Required work:
(A) Please copy the records below word for word, leaving out the interview.
(B) Write the next part of the interview about spinning a startup out of Stanford, starting after its last sentence.

Passage provided:
Posted on Sunday, Mar 7th 2010

SM: What does the financial structure of a business spun out of Stanford look like? Do they take an equity position?

CC: I get that question a lot, and I can’t comment directly because each case is unique. The thing to remember about Stanford is that they license more than startups. They license a lot of technology to major corporations. Because of that, their terms have a very wide range. It can include royalty, payments, quarterly minimums, and things like that. It’s a deal negotiation and can spread all over the map. In our case, we gave them a small equity position as they had done in Google and other startups.

SM: What came next? Did you raise money?

CC: No. We’re fans of bootstrapping. We all decided to bootstrap this.

SM: So it was yours and Chris’s money?

CC: Chris Chabot, Pat Hanrahan, and me are the co-founders and initial funders. We all recognized early on that we had skepticism towards external sources of financing too early. For the first 18 months we just worked in the warehouse out in Mountain View. We were actually getting our space from the back half of another startup.

SM: Did you have any customers?

CC: Step A was to spin out of Stanford and the rights to commercialize the technology. Step B was basic patenting and company formation. Step C was to start working on the software to an extent that it could be packaged up and used in some product form.

When I give entrepreneurship advice to people, I often tell them to sell early and sell often. Even if it’s just PowerPoint slides, you have something. Go to a local company can sell them an early adopter package. You are only getting get the real opinion when you start talking money. You have to qualify them by asking the right questions. We took that strategy and created the 0.5 version; it did not deserve a 1.0 designation.

Data provided:
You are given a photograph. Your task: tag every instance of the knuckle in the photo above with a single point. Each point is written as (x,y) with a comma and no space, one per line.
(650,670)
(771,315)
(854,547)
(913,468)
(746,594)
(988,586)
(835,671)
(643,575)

The replies:
(A)
You are given a photograph. Your task: tag every instance of the knuckle in the photo above with a single point. Each point is written as (x,y) with a comma and no space, one per line.
(650,670)
(771,315)
(854,547)
(913,468)
(746,594)
(988,586)
(835,671)
(643,575)

(B)
SM: That’s okay. The iPhone version 1.0 didn’t do cut-and-paste.

CC: Exactly. We started selling a very early version directly to companies.

SM: Can you tell us some about your first couple of customers?

CC: The business strategy we chose was one where you could start small. You could start by buying a couple of copies.

SM: At what price point?

CC: Our entry point is $1,000. That is a single copy for personal use. As a result, we have some customers who invested a lot in our product line, and other customers who have just a couple of licenses. I would say the first 100 customers gave us the best product validation.

SM: Were these 100 customers from a single industry?

CC: We collectively decided that a horizontal strategy was the right move. This was controversial at the time. It was not obvious. We wanted to come across as being the company to use for broad horizontal use. We had no vertical specialty.

People typically call our industry the business intelligence industry. The traditional sets of vendors have names like Business Objects, Crystal, and there are more than 15 other companies. Those are the product lines that are still out there. Without exception every one of them is complicated. They have heavy architectures originating from the 1980s. They are very expensive and difficult to configure. They have high services ratios and their sales teams are trained at off sites to go sell two dollars of services for every one dollar of licenses.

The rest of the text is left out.